Etiquette mishaps are all too common when traveling abroad, and not all of them are immediately evident, like complementing a Londoner on their "pants." Many behaviors and gestures we consider to be friendly and perfectly polite Stateside are downright offensive in other countries, and this can lead to some unfortunate misunderstandings. Thankfully, that doesn’t mean cross-cultural blunders are inevitable. With a little insider’s knowledge, you can avoid some of the most common cultural mistakes that have caught out countless Americans on their overseas adventures.
It’s tempting to put on a happy face when you’re traveling abroad — after all, you areon vacation. But that doesn’t mean you should flash a smile at every person you pass in the street. In most cases, they won’t see you as a friendly person just trying to spread a bit of joy. They’ll think you’re either insane or coming on to them.
In countries like Russia, for example, smiles are reserved exclusively for friends and family. For that reason, strangers will wonder why you’re sharing this awkwardly intimate expression of joy with them and probably give you a wide berth!
Skipping out on the tip is unspeakably rude here in the States, even if the service was less than stellar.
In many countries, however, the exact opposite is true. Believe it or not, in places like South Korea and Japan, offering a tip is a slap in the face to service workers. It implies they aren’t being paid enough to do their jobs.
In many other countries, tipping for exceptional service is appreciated, but not expected. Taxi drivers won’t mind if you let them keep the change, for example, but dropping 20% tips everywhere you go is unnecessarily flashy and you might as well sew an American flag to your chest.
If we’re walking toward a curb, we know traffic is going to eventually slow to a stop to let us cross. That’s because here in the U.S., drivers are obligated by law to yield to pedestrians at intersections.
The same cannot be said for places like France, where the road is solely the cars’ domain and you’re at serious risk of being run over if you don’t abide by this expectation. Not only do drivers not expect anyone on the road, but they also tend to drive much faster because they know they have the right of way. The only way to ensure you’ll make it to the other side of the street in one piece is at designated crosswalks with traffic signals.
Depending on whose house we’re visiting, we don't think twice about leaving our shoes on when we walk through our friends' and families' front doors in the U.S.
In many other countries — like Sweden, for example, and even Canada — wearing outdoor footwear on indoor floors would be unthinkable. Shoes are considered outerwear only, so they come straight off at the same time as coats and jackets and don’t go on again until you head out the door.
In Japan, they take the shoe rules a step further and have separate “toilet slippers” reserved exclusively for the bathroom.

**Information shown:**
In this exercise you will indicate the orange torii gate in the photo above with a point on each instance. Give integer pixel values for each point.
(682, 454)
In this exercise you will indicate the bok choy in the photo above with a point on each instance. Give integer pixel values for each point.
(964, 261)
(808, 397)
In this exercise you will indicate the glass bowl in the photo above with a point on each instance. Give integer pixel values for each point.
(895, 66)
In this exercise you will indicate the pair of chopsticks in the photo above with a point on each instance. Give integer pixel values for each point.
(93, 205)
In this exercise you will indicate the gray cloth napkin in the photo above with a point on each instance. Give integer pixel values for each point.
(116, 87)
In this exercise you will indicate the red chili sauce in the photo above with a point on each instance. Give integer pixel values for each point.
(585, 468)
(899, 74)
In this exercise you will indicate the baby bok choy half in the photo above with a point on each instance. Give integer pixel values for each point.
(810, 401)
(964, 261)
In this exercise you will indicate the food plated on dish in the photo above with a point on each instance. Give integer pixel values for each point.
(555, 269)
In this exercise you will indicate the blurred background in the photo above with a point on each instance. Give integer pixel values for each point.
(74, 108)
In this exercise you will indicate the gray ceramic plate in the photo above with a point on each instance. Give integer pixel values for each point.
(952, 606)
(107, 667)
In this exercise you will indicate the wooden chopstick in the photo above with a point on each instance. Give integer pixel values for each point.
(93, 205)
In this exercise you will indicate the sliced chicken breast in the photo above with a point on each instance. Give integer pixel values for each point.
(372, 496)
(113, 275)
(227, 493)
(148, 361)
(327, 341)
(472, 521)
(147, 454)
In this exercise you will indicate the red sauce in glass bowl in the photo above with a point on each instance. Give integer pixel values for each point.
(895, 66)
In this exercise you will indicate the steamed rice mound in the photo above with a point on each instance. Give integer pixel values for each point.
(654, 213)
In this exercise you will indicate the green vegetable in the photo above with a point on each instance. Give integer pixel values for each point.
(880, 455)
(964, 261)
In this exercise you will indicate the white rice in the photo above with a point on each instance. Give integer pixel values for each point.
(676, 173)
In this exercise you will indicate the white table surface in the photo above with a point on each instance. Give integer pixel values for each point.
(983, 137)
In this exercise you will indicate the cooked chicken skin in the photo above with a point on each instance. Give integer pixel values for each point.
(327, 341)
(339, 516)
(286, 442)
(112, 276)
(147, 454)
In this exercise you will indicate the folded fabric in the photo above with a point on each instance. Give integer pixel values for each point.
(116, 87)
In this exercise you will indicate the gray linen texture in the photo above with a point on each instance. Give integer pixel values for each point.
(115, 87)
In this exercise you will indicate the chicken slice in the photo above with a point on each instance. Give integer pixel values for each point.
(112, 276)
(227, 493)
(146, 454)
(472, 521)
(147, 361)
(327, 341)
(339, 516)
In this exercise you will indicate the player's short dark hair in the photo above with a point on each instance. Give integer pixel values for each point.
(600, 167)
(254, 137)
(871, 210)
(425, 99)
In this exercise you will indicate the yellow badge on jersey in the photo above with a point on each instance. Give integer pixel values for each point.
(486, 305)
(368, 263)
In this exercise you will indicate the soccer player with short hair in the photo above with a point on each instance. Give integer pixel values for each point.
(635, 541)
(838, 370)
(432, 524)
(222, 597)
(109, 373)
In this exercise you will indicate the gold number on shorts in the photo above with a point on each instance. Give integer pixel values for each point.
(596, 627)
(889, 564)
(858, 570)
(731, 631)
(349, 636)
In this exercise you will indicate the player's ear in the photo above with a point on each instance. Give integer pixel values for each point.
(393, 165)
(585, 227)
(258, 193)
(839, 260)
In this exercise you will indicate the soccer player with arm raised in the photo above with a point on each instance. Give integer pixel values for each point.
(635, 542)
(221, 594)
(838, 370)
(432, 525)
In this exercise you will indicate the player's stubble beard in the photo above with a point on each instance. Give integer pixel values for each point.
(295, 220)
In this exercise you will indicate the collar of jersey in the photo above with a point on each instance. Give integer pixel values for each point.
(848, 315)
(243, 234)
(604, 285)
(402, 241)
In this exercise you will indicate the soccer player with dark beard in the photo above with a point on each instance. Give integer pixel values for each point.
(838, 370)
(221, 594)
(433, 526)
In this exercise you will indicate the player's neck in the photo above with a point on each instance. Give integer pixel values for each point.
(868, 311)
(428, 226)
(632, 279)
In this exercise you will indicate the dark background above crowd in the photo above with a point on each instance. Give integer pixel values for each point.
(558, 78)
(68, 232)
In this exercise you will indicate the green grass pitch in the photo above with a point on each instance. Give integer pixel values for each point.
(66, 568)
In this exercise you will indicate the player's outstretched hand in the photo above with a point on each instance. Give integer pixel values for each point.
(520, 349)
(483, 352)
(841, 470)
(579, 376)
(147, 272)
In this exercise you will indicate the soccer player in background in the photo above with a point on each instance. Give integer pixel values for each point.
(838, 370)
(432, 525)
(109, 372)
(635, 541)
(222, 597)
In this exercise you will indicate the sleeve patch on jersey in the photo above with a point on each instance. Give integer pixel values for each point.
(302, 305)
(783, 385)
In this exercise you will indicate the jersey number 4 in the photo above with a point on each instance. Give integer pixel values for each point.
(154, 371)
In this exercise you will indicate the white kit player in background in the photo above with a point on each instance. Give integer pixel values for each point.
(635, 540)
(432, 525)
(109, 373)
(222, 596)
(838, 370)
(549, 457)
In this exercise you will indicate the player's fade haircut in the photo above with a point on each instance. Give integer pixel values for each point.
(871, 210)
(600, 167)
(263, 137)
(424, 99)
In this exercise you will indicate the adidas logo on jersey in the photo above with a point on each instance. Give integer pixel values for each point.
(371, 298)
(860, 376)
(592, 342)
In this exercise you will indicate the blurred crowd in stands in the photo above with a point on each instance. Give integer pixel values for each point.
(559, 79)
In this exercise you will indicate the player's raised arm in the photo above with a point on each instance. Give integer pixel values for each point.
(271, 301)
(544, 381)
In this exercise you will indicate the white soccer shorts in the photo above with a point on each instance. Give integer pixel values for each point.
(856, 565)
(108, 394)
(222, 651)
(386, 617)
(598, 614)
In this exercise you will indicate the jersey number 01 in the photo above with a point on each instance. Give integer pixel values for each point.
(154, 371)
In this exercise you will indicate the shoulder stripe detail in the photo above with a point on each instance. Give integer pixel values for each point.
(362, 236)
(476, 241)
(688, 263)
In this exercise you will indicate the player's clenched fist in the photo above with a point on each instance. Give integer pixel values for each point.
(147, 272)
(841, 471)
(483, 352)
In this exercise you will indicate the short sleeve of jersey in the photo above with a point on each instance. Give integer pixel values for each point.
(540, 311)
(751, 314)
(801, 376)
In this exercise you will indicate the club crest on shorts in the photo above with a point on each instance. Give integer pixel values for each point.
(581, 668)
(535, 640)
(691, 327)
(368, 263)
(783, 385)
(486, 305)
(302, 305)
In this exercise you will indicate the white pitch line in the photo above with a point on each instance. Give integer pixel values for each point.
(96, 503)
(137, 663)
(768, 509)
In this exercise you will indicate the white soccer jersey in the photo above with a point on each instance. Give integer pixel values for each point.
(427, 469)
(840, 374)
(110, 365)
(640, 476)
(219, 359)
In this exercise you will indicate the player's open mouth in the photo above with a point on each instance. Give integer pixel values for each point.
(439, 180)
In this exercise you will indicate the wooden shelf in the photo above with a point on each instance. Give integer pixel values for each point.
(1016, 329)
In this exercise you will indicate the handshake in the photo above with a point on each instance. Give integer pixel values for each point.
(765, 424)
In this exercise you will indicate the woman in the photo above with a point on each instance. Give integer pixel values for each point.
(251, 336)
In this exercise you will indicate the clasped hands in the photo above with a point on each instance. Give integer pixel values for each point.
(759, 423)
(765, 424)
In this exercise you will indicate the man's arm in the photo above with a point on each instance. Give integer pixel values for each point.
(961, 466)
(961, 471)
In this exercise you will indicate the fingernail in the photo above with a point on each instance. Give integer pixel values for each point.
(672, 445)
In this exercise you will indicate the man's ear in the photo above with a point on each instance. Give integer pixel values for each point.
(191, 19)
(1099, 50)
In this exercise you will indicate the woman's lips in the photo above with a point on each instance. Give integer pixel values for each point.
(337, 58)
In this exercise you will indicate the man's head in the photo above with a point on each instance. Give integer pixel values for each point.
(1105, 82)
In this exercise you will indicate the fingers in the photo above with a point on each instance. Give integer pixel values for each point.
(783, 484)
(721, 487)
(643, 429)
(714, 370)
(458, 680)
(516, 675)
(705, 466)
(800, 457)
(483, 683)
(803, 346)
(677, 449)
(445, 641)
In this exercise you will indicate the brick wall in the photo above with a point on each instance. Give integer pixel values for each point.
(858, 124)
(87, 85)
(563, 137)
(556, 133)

**Tasks and exercises:**
a. Answer these from the travel etiquette article:
(i) In Russia, who are smiles reserved for?
(ii) In South Korea and Japan, what does offering a tip imply?
(iii) In Japan, what is kept exclusively for the bathroom?
b. Reproduce everything in the travel etiquette article from "Skipping out on" down to "do their jobs.", word for word.
The data above plays no part here.

**Task-by-task outputs:**
a.
(i) Friends and family.
(ii) That service workers aren't being paid enough to do their jobs.
(iii) Separate "toilet slippers."

b.
Skipping out on the tip is unspeakably rude here in the States, even if the service was less than stellar.
In many countries, however, the exact opposite is true. Believe it or not, in places like South Korea and Japan, offering a tip is a slap in the face to service workers. It implies they aren’t being paid enough to do their jobs.